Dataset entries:

════════════════════

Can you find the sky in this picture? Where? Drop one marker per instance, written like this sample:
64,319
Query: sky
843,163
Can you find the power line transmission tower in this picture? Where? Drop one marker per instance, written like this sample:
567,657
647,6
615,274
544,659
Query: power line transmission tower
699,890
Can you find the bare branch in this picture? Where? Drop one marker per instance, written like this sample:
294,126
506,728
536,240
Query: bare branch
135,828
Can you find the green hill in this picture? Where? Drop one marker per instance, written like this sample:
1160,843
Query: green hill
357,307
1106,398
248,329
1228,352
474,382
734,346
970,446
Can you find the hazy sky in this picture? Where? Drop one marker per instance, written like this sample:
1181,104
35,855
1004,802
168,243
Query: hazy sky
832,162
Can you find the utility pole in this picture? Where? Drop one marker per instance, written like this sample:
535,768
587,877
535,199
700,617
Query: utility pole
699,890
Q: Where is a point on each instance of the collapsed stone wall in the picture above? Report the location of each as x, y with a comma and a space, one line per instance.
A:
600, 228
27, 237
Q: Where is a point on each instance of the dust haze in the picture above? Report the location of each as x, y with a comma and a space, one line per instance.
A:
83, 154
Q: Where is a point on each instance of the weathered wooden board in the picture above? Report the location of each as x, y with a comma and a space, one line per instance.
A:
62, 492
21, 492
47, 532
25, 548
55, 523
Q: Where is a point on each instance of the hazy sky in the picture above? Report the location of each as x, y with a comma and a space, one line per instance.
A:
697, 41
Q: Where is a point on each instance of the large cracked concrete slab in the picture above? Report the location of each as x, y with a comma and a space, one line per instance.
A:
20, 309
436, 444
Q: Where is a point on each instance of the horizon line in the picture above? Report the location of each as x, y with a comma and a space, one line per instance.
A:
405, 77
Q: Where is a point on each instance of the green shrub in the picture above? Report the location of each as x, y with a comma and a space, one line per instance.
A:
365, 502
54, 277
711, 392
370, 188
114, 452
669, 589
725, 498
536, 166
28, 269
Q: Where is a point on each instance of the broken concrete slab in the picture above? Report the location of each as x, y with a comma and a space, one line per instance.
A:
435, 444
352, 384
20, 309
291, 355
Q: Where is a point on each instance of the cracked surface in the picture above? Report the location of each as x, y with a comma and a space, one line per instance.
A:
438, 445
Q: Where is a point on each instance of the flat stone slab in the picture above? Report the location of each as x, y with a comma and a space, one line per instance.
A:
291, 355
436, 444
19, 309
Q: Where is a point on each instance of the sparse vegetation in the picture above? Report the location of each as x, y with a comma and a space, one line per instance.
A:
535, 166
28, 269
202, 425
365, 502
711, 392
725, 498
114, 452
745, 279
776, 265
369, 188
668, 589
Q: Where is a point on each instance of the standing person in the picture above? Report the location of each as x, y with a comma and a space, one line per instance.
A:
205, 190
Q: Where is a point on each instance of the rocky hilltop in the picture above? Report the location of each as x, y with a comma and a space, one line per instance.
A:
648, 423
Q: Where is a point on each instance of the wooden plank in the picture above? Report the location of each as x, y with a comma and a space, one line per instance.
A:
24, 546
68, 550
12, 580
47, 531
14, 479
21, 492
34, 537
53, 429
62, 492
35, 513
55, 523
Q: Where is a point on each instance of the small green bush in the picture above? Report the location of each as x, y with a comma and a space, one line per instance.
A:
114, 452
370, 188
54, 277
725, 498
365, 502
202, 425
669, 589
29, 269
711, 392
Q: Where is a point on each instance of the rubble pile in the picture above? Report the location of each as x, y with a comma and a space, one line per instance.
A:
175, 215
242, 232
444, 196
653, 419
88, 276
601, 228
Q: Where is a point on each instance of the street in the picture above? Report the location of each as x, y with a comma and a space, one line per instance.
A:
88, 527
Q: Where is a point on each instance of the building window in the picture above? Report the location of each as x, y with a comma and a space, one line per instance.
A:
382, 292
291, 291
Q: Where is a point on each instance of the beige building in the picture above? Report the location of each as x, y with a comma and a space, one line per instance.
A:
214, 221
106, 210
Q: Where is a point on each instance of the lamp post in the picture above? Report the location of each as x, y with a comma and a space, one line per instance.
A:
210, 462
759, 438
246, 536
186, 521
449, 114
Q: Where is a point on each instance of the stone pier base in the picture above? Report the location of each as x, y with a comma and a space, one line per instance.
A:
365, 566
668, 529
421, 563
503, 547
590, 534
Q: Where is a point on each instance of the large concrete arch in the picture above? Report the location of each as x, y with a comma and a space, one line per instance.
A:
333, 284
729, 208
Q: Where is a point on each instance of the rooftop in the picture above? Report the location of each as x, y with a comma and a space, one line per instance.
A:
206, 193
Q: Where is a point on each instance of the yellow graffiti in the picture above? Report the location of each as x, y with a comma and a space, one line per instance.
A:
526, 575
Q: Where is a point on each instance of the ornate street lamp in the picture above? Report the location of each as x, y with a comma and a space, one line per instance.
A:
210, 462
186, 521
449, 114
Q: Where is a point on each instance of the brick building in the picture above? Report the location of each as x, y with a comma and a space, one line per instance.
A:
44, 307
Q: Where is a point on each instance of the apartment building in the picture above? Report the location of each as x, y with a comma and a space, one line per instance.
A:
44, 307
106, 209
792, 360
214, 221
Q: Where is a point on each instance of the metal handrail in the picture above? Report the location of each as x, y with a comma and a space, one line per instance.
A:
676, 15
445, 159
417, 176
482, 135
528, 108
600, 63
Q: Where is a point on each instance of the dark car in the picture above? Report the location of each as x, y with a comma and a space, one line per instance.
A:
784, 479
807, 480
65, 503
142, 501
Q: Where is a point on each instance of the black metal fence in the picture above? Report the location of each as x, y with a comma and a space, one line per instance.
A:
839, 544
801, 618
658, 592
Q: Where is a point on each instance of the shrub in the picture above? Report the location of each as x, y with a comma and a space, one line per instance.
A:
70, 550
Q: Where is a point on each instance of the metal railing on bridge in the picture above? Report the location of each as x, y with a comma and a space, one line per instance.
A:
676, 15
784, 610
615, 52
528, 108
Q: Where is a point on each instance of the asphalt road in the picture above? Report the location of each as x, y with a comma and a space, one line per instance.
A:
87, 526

════════════════════

» **What you need to do**:
Go line by line through the data above and report each one that holds the string "street".

» **Solution**:
Q: Where is a point on each instance of the street in the picture above? Report the location of each as x, y with a comma and a space, one line per instance.
Q: Where is a point on each instance of the ornate street lamp in the picture above? Report the location of each as x, y with a comma and a space, one line per instance.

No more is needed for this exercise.